- **SUPPLIED RECORDS**:

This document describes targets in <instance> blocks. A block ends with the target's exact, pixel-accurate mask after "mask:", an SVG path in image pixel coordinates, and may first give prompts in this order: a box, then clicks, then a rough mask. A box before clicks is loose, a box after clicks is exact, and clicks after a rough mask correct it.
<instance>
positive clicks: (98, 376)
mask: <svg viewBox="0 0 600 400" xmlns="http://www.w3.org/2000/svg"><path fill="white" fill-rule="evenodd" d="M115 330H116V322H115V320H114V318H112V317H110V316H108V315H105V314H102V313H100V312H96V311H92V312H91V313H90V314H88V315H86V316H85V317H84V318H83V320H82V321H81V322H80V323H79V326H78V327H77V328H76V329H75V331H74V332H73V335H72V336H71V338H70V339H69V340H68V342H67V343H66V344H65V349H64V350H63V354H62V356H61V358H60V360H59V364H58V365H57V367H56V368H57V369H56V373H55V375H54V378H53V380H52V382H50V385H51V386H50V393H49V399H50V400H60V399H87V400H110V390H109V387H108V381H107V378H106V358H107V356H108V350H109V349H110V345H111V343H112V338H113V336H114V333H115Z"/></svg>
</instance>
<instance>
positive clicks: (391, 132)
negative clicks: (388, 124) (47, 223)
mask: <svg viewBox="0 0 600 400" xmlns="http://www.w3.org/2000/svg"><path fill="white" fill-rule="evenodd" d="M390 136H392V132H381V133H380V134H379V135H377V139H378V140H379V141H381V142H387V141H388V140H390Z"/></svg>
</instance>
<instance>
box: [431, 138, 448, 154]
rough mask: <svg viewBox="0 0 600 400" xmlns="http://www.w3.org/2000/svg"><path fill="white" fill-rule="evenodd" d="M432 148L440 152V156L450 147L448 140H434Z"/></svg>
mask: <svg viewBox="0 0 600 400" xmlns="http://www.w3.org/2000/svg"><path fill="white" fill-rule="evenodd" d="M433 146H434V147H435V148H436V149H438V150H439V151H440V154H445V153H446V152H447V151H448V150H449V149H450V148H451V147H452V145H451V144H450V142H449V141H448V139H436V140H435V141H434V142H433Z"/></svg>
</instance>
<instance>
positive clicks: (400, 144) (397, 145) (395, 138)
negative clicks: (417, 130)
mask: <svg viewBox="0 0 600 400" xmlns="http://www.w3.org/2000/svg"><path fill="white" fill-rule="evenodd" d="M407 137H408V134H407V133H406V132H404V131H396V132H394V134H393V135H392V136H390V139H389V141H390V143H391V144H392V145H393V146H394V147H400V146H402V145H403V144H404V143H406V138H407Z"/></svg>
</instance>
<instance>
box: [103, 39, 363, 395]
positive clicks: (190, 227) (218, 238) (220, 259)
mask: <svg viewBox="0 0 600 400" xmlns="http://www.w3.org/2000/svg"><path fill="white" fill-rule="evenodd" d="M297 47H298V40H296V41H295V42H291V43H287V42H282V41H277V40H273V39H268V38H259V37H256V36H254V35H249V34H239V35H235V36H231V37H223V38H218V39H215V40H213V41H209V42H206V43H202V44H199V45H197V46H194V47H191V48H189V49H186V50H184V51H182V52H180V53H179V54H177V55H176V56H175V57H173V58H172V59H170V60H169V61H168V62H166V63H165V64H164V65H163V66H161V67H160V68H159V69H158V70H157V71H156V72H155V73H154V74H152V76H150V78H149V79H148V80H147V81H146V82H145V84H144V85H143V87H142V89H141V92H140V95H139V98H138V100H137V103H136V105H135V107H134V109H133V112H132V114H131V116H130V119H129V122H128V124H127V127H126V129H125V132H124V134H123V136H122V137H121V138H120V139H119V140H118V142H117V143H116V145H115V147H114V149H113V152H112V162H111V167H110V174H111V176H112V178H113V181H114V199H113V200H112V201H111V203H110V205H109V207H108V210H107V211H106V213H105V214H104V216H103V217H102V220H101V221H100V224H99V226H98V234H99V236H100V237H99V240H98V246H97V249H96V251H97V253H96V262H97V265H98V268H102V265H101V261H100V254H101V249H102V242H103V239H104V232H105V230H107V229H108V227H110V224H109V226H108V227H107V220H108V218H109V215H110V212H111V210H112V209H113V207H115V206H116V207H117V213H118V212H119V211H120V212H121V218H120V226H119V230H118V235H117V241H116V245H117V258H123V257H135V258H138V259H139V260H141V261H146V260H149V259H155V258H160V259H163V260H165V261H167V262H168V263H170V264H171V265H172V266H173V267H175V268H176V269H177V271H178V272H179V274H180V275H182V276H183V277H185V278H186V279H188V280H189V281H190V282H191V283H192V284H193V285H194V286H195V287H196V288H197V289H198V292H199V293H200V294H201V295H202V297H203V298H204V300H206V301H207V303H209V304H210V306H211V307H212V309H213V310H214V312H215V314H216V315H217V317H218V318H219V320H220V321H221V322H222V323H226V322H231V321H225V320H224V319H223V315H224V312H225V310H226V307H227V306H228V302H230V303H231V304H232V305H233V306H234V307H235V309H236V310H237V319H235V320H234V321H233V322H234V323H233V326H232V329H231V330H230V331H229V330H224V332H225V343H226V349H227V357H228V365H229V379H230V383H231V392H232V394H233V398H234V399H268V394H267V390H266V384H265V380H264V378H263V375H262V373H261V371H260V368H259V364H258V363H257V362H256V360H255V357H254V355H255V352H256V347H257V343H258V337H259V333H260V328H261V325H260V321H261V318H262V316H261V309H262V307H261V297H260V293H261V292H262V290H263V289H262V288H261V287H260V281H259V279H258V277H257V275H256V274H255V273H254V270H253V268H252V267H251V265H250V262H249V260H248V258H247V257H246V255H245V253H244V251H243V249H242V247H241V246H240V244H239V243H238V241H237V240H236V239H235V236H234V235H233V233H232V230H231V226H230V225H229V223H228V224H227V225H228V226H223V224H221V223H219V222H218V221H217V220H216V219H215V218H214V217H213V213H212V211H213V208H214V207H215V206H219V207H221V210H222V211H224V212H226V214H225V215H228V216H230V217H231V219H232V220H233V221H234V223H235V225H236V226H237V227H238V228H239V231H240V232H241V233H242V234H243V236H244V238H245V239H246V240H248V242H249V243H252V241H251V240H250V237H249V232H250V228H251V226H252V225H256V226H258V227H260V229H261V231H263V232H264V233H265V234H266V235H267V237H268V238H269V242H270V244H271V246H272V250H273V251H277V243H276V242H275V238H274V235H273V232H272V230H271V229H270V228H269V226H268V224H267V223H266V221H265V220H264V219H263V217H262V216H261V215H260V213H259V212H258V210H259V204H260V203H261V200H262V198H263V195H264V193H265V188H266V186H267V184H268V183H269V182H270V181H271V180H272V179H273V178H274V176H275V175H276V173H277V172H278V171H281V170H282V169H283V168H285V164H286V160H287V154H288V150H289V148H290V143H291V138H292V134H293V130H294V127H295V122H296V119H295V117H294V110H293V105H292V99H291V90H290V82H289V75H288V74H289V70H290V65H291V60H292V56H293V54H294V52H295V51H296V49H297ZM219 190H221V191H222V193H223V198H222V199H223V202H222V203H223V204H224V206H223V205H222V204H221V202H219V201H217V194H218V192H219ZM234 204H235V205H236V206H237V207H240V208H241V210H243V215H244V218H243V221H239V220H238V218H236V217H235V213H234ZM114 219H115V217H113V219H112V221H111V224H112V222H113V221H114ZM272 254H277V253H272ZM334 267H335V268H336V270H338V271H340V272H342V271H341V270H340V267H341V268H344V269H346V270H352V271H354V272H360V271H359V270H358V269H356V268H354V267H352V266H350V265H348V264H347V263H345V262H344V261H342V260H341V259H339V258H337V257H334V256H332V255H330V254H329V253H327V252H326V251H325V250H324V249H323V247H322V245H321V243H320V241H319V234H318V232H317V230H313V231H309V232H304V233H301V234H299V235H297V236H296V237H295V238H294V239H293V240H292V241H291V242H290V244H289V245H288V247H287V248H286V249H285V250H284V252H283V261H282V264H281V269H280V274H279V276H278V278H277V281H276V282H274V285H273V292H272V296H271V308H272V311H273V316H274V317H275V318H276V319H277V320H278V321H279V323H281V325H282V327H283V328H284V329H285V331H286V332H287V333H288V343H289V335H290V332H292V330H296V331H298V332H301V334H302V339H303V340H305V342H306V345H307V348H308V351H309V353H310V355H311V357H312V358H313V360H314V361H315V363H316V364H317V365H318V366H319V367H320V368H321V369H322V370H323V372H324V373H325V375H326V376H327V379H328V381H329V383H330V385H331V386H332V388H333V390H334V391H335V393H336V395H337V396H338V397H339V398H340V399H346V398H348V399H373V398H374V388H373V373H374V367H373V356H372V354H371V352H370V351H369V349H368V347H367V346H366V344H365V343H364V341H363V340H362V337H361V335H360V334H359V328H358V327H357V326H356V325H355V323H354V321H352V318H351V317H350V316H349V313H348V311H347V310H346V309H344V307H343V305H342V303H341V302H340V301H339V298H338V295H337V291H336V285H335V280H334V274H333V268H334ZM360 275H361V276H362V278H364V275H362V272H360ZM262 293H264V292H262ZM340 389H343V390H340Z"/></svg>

- **WHAT THE TASK ASKS**: Please find every line in the records above that holds the word "negative" and copy it.

- **RESPONSE TO THE TASK**:
negative clicks: (388, 124) (47, 223)
negative clicks: (417, 130)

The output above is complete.